▸ Your instructions
Exactly the line that contains "One point per instance of the crowd" and the lines following it to the end of the data are to be reproduced, and nothing more.

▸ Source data
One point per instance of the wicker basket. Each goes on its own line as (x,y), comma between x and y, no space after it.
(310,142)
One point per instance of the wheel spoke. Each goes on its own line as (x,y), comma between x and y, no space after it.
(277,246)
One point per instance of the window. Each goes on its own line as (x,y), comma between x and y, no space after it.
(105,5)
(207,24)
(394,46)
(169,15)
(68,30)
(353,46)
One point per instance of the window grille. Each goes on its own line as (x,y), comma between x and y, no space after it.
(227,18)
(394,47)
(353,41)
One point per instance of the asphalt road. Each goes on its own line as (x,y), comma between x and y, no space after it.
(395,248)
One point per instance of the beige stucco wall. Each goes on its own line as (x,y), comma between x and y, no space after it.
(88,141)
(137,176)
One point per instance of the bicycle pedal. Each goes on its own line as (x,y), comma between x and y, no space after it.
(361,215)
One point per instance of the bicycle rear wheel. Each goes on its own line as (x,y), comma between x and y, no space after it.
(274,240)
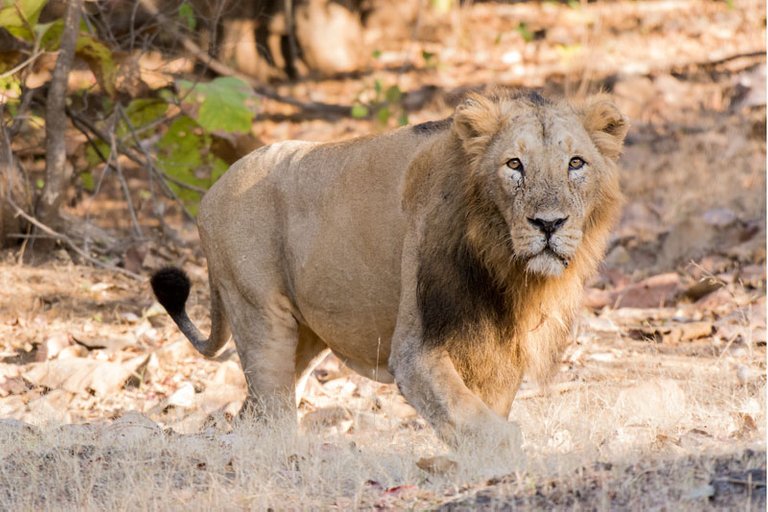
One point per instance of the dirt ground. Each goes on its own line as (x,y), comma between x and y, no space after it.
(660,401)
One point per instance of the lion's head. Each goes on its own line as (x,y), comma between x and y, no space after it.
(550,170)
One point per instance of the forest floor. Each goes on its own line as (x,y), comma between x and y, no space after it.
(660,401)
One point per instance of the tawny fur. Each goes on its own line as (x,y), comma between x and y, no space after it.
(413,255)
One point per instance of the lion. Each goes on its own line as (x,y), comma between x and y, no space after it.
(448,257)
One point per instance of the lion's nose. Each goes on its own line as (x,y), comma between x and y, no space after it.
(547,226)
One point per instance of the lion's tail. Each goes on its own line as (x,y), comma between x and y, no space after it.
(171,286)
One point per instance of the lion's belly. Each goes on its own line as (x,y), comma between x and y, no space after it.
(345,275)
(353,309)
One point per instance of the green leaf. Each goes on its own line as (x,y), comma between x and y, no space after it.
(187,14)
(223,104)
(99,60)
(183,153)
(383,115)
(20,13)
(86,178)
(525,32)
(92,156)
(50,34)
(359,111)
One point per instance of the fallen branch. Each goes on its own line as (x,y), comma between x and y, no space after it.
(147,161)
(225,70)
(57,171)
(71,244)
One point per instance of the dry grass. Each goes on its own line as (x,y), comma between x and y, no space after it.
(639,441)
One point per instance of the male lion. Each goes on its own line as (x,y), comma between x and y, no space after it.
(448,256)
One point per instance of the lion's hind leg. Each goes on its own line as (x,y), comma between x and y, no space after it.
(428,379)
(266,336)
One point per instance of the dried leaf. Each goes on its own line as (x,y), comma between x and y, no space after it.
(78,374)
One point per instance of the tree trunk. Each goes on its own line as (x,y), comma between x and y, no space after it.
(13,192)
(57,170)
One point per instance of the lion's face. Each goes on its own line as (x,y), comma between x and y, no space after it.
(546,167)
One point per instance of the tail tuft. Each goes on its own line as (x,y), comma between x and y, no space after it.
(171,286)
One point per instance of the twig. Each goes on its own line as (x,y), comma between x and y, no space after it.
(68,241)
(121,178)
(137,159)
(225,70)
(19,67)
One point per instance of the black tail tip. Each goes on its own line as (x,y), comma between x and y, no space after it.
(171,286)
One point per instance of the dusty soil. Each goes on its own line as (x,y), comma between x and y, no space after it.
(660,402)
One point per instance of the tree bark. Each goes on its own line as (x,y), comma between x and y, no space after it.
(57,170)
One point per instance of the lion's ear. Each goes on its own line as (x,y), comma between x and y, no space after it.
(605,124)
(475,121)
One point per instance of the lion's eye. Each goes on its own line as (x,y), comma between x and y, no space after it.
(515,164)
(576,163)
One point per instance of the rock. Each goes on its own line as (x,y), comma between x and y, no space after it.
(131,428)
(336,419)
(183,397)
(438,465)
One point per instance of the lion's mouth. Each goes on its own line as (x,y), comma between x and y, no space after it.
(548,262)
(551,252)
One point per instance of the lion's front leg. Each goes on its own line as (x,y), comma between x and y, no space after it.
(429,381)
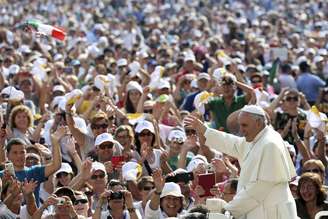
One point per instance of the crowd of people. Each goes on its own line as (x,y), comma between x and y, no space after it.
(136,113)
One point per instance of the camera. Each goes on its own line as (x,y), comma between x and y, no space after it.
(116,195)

▸ Output for this task
One point per instance of the crowd of people. Each goes on its own line as (x,y), comma between x and y, no space after it.
(136,113)
One point per instance of the camera. Each goes on its own line as (x,y), comma between x and y, no space after it.
(116,195)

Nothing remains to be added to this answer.